Problem statement -> Exactly as written, please set down all of the entries again, with no pictures.

Records provided ->

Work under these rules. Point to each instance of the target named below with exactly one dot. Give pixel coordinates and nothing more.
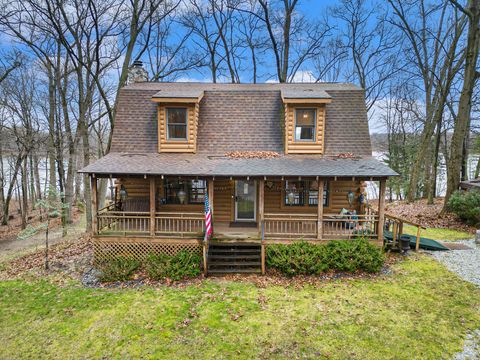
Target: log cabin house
(280, 163)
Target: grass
(438, 233)
(422, 311)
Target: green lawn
(422, 311)
(438, 233)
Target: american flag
(208, 218)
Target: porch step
(234, 271)
(234, 256)
(228, 257)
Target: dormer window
(305, 124)
(177, 123)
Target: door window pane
(245, 200)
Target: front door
(245, 200)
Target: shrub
(354, 255)
(299, 258)
(183, 265)
(119, 268)
(304, 258)
(466, 205)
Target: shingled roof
(239, 117)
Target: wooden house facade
(279, 162)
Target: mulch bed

Response to the task ->
Work under these rules. Point to each instance of the target named below with exactly one dot. Give pixel coordinates and nothing more.
Target: log cabin house
(280, 163)
Target: grass
(438, 233)
(422, 311)
Target: green lawn
(422, 311)
(438, 233)
Target: american flag
(208, 218)
Target: porch step
(234, 271)
(234, 256)
(228, 257)
Target: dormer window
(305, 124)
(177, 123)
Target: door window pane
(245, 200)
Target: front door
(245, 200)
Target: shrub
(354, 255)
(299, 258)
(183, 265)
(119, 268)
(304, 258)
(466, 205)
Target: shingled roof
(239, 117)
Target: wooden house facade
(279, 162)
Target: mulch bed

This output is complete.